EXTRAIT DU DOCUMENT

------------------------------------

L'actus

du Pro Bono

Réforme des retraites et maintien en emploi des seniors : le mécénat de compétences pourrait-il être une des solutions ?

On est venu nous poser la question, alors nous avons décidé d’y réfléchir.
Pro Bono Lab
14 mars 2023

S’il y a bien une chose qui ne passe pas inaperçue en cette rentrée 2023, c’est la réforme des retraites.

On vous propose un bref récapitulatif de ce que cette nouvelle loi prévoit :

-Le report de l'âge légal de la retraite de 62 à 64 ans en 2030 par tranche de trois mois à partir de septembre 2023,

-L’allongement de la durée de cotisation : de 42 ans aujourd’hui, la durée de cotisation passerait à 43 ans en 2027 sur un rythme d'un trimestre supplémentaire par an pour pouvoir obtenir une pension retraite à taux plein.

Réforme des retraites et impact sur l’emploi senior

Au lendemain de l’annonce de la réforme des retraites, plusieurs voix se sont élevées et inquiétées de son impact sur l’emploi des seniors. Et pour cause : en France, en 2021, le taux d’emploi des 60-64 ans atteignait 35,5% avec un taux de chômage s’élevant à pratiquement 7% (1). La part des actifs seniors dans la tranche d’âge des 55-64 ans augmente depuis les dernières réformes (notamment celle de 2010) repoussant l’âge légal de départ à la retraite. Cependant cette progression s’est accompagnée d’une augmentation du taux de chômage significative (de 4,2% en 2003 à 6,3% en 2021). De plus, les chômeurs âgés de plus de 55 ans sont davantage touchés par le chômage de longue et très longue durée : la durée moyenne d’inscription des demandeurs d’emploi des catégories ABC *est de 805 jours pour les plus de 55 ans au troisième trimestre 2020, contre 370 pour l’ensemble des demandeurs d’emploi (1).

------------------------------------

CONSIGNE 1
Les affirmations suivantes sont-elles conformes à l'article sur la réforme des retraites ? Pour chacune, répondez par oui ou par non et citez les mots exacts de l'article qui tranchent. (a) La durée de cotisation doit passer à 43 ans en 2027. (b) En 2021, le taux d'emploi des 60-64 ans dépassait 40 %. (c) Au troisième trimestre 2020, les demandeurs d'emploi de plus de 55 ans restaient inscrits en moyenne 370 jours.
CONSIGNE 2
Rédigez la suite de l'article sur la réforme des retraites et l'emploi des seniors, en reprenant juste après sa dernière phrase.

------------------------------------

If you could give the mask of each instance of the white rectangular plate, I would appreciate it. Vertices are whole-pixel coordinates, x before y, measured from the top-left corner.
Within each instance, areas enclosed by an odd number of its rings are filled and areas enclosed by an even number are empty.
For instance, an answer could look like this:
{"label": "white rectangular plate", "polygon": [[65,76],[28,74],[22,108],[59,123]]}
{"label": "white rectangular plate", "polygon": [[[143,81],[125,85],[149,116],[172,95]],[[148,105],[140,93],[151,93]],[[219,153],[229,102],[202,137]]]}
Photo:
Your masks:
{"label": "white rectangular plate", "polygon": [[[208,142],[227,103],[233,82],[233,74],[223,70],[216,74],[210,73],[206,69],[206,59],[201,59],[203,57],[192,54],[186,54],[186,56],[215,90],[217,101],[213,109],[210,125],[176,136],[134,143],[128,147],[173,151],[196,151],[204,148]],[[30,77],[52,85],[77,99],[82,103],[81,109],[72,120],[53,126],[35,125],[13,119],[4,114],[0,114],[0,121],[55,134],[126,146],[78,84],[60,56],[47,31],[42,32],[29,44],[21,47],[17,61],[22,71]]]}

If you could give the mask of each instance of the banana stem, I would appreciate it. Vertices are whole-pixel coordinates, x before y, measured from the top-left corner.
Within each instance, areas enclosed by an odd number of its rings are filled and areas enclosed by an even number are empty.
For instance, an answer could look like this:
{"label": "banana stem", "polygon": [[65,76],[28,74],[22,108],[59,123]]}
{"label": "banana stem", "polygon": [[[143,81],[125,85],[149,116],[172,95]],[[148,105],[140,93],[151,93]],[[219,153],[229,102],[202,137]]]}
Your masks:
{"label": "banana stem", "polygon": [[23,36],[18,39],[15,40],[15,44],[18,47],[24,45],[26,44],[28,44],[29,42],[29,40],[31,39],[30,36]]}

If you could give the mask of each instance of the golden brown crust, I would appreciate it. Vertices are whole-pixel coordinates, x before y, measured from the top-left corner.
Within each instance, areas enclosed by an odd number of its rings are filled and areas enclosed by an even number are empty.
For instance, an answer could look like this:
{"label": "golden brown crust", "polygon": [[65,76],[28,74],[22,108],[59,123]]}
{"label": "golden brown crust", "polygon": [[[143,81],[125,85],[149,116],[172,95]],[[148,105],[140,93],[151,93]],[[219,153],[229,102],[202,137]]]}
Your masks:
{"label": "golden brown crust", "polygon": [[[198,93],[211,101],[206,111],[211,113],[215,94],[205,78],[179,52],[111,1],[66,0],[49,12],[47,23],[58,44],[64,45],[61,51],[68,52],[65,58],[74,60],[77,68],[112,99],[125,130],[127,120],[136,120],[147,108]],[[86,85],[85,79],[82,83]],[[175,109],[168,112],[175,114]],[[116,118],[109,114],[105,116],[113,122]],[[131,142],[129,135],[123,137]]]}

------------------------------------

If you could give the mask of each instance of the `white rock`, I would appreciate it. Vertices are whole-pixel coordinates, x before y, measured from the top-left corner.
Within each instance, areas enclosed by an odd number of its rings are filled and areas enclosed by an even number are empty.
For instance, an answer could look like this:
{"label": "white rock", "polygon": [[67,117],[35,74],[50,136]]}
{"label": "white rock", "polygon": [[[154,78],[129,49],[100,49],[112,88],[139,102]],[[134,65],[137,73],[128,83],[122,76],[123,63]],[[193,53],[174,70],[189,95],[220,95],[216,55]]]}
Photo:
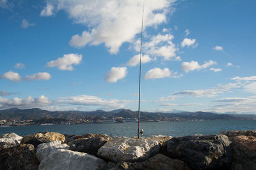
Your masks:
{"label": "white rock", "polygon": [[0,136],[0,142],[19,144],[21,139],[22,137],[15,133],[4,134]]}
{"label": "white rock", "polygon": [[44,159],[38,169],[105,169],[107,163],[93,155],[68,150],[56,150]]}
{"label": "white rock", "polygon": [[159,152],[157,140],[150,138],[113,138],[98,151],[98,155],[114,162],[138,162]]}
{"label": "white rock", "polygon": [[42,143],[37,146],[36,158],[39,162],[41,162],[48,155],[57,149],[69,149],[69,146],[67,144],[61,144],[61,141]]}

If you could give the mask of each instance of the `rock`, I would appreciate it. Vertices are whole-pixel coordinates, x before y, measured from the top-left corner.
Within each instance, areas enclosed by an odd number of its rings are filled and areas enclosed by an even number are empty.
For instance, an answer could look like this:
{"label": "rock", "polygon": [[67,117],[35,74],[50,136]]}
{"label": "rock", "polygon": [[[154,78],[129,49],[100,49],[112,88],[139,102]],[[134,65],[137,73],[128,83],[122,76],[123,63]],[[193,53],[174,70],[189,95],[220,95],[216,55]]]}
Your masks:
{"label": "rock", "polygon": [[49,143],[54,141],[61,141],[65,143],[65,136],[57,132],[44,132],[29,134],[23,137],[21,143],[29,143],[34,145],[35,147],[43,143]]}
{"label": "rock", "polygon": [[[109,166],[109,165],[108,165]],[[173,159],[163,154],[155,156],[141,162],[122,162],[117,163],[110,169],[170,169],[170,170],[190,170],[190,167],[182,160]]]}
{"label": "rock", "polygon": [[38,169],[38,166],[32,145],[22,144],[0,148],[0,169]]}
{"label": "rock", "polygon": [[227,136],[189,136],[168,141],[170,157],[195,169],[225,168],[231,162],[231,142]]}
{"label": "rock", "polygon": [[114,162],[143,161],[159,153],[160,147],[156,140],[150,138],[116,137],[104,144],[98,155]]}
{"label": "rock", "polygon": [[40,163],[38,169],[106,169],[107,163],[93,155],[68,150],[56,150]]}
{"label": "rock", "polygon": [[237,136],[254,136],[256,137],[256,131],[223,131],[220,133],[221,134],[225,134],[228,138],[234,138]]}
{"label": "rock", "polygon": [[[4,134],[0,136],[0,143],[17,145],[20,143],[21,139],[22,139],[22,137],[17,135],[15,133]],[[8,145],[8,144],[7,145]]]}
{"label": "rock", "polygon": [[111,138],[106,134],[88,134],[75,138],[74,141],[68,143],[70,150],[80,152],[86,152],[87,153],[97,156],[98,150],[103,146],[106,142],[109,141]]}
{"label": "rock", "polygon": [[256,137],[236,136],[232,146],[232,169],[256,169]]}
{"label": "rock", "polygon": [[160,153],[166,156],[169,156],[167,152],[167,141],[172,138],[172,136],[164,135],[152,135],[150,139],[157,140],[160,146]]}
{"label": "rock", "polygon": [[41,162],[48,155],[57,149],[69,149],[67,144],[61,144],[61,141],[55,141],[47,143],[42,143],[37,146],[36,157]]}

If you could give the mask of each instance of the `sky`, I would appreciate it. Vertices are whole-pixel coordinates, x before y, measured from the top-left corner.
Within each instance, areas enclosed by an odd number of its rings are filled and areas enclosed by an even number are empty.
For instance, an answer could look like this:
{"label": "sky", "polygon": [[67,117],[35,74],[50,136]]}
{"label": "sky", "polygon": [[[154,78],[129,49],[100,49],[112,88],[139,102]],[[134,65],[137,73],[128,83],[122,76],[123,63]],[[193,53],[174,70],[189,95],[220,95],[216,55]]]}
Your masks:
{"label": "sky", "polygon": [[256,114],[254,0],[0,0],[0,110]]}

------------------------------------

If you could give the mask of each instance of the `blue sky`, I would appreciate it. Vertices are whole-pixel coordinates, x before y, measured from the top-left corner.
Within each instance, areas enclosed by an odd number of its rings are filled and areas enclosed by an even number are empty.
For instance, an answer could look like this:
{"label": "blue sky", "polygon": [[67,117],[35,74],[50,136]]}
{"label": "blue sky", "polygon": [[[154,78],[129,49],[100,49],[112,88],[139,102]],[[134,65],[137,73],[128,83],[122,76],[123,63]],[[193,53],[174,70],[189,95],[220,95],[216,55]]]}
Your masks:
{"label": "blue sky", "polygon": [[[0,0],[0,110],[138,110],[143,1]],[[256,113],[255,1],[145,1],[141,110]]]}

------------------------------------

RÉPONSE ATTENDUE 1
(a) Oui : « la durée de cotisation passerait à 43 ans en 2027 ».
(b) Non : « le taux d’emploi des 60-64 ans atteignait 35,5% ».
(c) Non : « 805 jours pour les plus de 55 ans au troisième trimestre 2020, contre 370 pour l’ensemble des demandeurs d’emploi ».

RÉPONSE ATTENDUE 2
La question du maintien en emploi des seniors est donc plus d’actualité que jamais. Le mécénat de compétences a trouvé sa place dans le débat et émerge comme une réponse potentielle cette problématique (2).

Le mécénat de compétences, un puissant outil de transition

Le mécénat de compétences est un dispositif qui permet de participer, sur la base du volontariat d’un salarié au sein de son entreprise, à un projet d’intérêt général sur son temps de travail. Le mécénat de compétences senior est souvent considéré comme une période de transition entre fin de carrière et début de retraite, voire un tremplin entre vie professionnelle et engagement associatif. Les salariés volontaires peuvent s’engager sur la totalité ou sur une partie de leur temps de travail, et sont rémunérés par leur entreprise qui peut défiscaliser ce don de compétences. Dans le cas de la fin de carrière, nous observons chez Pro Bono Lab, qu’il s’agit bien souvent d’un format de mécénat de compétences long (c’est à dire d’une durée supérieure à 6 mois à temps plein ou partiel).

Le dispositif offre a minima deux opportunités intéressantes : d’abord celle de soutenir des associations qui sont en demande de compétences ; ensuite celle d’offrir aux salariés un sentiment d’utilité et d’accomplissement à l’aube de la retraite. D’après une étude récente menée par le collectif des acteurs de l’engagement, 69% des associations interrogées estiment que les missions d’engagement (mécénat ou bénévolat de compétences) leur ont permis de mieux accompagner leurs bénéficiaires, et 62% ont pu accéder à des ressources humaines leur faisant défaut en interne (3). Un transfert de compétences est effectivement rendu possible : les salariés de l’entreprise partagent leurs savoir-faire aux acteurs associatifs et contribuent à enrichir l’organisation qu’ils rejoignent.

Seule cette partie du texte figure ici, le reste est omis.